- **Exercise instructions**
Scale the listing from its start up to and including the line with "112], [0, 112]]": repeat every line, requests included, but multiply each coordinate in the answers by 0.65 and round to whole numbers, with halves going up. Return only these lines and omit the pictures.

[Region outline entries]
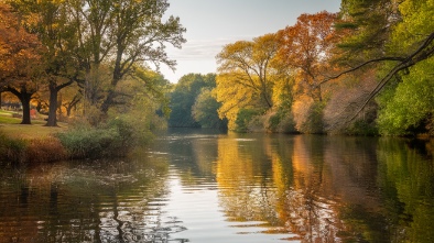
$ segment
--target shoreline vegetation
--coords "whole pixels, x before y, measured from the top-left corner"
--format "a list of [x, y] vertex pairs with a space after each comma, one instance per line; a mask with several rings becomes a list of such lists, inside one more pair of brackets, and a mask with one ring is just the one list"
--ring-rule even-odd
[[[20, 121], [13, 118], [13, 112], [0, 111], [0, 163], [122, 157], [153, 137], [150, 132], [139, 137], [131, 124], [119, 118], [99, 128], [64, 122], [45, 126], [41, 118], [33, 120], [33, 124], [19, 124]], [[433, 140], [428, 135], [416, 139]]]
[[1, 163], [51, 163], [63, 159], [85, 159], [127, 156], [134, 147], [148, 144], [153, 135], [135, 129], [123, 118], [90, 126], [63, 123], [45, 126], [44, 120], [19, 124], [12, 112], [0, 112]]
[[22, 111], [0, 119], [0, 159], [123, 156], [166, 126], [434, 137], [434, 1], [303, 13], [224, 45], [215, 74], [176, 84], [153, 68], [174, 68], [166, 47], [187, 41], [169, 7], [0, 2], [0, 101]]

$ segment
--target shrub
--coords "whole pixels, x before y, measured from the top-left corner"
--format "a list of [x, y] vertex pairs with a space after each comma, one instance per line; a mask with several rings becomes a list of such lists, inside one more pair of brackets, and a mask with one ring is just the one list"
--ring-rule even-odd
[[235, 121], [236, 132], [249, 132], [249, 122], [257, 115], [258, 112], [252, 109], [240, 109]]
[[109, 120], [100, 126], [84, 123], [57, 134], [72, 158], [124, 156], [131, 148], [147, 144], [151, 133], [127, 118]]
[[21, 139], [10, 139], [0, 133], [0, 159], [3, 162], [24, 162], [28, 142]]
[[56, 137], [30, 140], [26, 161], [31, 163], [56, 162], [66, 158], [66, 151]]

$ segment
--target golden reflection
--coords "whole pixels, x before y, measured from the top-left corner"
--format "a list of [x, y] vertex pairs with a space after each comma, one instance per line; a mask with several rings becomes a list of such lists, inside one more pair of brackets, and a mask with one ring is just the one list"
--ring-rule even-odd
[[260, 142], [236, 137], [218, 141], [217, 183], [220, 205], [230, 221], [265, 221], [276, 224], [276, 194], [271, 180], [259, 173], [268, 162]]

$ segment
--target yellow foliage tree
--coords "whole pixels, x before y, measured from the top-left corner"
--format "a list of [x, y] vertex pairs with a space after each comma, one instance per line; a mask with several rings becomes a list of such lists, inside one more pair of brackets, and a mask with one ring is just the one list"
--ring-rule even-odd
[[227, 118], [234, 129], [241, 108], [267, 110], [273, 106], [272, 90], [276, 71], [272, 67], [279, 49], [275, 34], [253, 41], [238, 41], [226, 45], [217, 55], [217, 101], [220, 118]]

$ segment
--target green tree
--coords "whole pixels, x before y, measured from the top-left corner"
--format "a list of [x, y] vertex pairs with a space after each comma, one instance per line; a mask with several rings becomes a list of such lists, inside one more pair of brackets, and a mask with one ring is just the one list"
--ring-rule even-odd
[[[112, 19], [109, 33], [111, 33], [112, 76], [107, 96], [100, 107], [102, 113], [116, 104], [116, 87], [123, 80], [135, 64], [161, 63], [174, 67], [165, 53], [165, 44], [181, 47], [185, 42], [182, 34], [185, 29], [180, 19], [170, 16], [163, 22], [163, 14], [169, 8], [167, 0], [148, 1], [110, 1]], [[106, 27], [106, 26], [105, 26]], [[110, 42], [109, 40], [107, 40]]]
[[213, 90], [203, 88], [192, 108], [193, 118], [202, 128], [226, 129], [227, 121], [221, 120], [217, 112], [220, 106]]
[[[404, 0], [399, 4], [397, 1], [387, 0], [360, 2], [361, 5], [357, 1], [343, 2], [343, 13], [348, 13], [344, 14], [344, 26], [352, 26], [355, 32], [350, 34], [349, 44], [343, 42], [341, 47], [350, 52], [357, 49], [356, 47], [365, 48], [368, 55], [358, 55], [362, 57], [359, 62], [348, 62], [351, 68], [333, 78], [365, 67], [372, 67], [370, 65], [375, 65], [373, 67], [380, 70], [381, 76], [367, 98], [357, 103], [358, 108], [349, 121], [354, 120], [386, 87], [398, 87], [391, 84], [391, 80], [401, 80], [400, 76], [411, 71], [412, 66], [432, 58], [434, 54], [434, 27], [431, 21], [434, 3], [432, 1]], [[364, 12], [372, 19], [362, 21]], [[359, 22], [364, 24], [358, 24]], [[376, 37], [377, 35], [381, 37]], [[358, 44], [354, 45], [354, 43]], [[326, 78], [323, 84], [333, 78]]]
[[380, 97], [378, 124], [383, 134], [434, 135], [434, 59], [421, 62], [402, 76], [402, 82], [388, 88]]
[[47, 126], [57, 125], [58, 92], [80, 77], [80, 65], [76, 58], [77, 30], [70, 23], [68, 4], [64, 1], [10, 1], [23, 15], [24, 26], [39, 36], [46, 47], [44, 71], [50, 90]]
[[216, 76], [208, 74], [188, 74], [181, 77], [171, 92], [170, 126], [198, 128], [200, 124], [193, 118], [192, 109], [203, 88], [214, 88]]

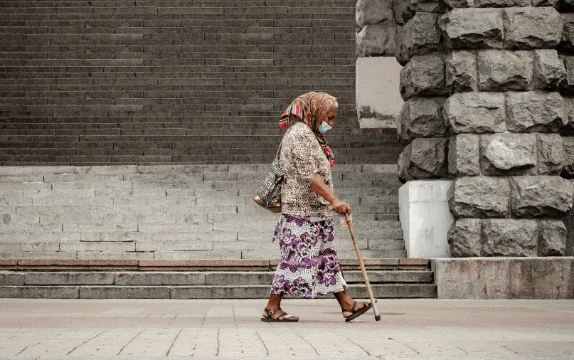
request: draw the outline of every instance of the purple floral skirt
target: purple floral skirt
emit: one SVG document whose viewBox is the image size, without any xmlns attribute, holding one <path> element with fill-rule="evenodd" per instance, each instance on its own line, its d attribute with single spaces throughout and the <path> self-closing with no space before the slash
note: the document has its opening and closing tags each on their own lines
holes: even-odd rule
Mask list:
<svg viewBox="0 0 574 360">
<path fill-rule="evenodd" d="M 333 220 L 281 214 L 273 243 L 279 242 L 282 260 L 271 293 L 313 298 L 347 289 L 335 249 Z"/>
</svg>

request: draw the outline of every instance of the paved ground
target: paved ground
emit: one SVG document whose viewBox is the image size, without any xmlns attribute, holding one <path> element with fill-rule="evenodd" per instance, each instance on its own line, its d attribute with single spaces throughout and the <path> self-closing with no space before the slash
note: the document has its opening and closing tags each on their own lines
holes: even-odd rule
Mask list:
<svg viewBox="0 0 574 360">
<path fill-rule="evenodd" d="M 573 359 L 574 300 L 379 300 L 346 323 L 334 300 L 0 299 L 0 359 Z"/>
</svg>

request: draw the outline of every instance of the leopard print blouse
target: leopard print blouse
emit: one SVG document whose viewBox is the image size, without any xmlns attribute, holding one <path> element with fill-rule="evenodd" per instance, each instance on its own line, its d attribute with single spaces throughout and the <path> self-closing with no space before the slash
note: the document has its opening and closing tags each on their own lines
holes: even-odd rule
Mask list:
<svg viewBox="0 0 574 360">
<path fill-rule="evenodd" d="M 331 203 L 311 189 L 316 173 L 331 191 L 333 179 L 329 160 L 307 125 L 298 122 L 287 130 L 279 163 L 285 172 L 281 188 L 281 211 L 304 216 L 332 216 Z"/>
</svg>

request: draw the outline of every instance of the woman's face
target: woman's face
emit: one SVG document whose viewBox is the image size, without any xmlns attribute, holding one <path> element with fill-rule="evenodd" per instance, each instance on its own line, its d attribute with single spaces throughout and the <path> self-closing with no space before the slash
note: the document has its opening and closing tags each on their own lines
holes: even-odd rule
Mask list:
<svg viewBox="0 0 574 360">
<path fill-rule="evenodd" d="M 319 122 L 319 124 L 321 125 L 324 121 L 329 124 L 329 126 L 332 127 L 333 124 L 335 122 L 335 117 L 337 116 L 337 107 L 331 106 L 331 108 L 329 110 L 326 114 L 325 114 L 325 117 Z"/>
</svg>

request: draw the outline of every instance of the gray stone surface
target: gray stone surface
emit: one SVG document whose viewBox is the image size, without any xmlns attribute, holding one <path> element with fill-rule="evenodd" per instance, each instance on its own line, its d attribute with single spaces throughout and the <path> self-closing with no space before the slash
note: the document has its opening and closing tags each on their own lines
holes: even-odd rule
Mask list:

- **Written answer**
$ segment
--target shoreline vegetation
--coords "whole pixels, x before y, measured from the top-left corner"
--format "a list of [x, y] vertex pairs with a space after each comma, one instance per line; a mask with several rings becomes a list of such lists, inside one more pair of brackets, and a mask with one ring is just the one list"
--ring-rule even-odd
[[[13, 79], [8, 77], [8, 73], [0, 72], [0, 106], [79, 102], [99, 89], [98, 86], [90, 89], [85, 81], [77, 77], [64, 83], [42, 79], [29, 82], [27, 77], [21, 78], [21, 81], [12, 81]], [[281, 91], [278, 88], [270, 90]]]
[[1, 106], [33, 106], [41, 103], [55, 103], [83, 101], [87, 96], [96, 94], [99, 88], [88, 84], [80, 77], [59, 82], [41, 80], [29, 82], [29, 78], [12, 81], [8, 73], [0, 73]]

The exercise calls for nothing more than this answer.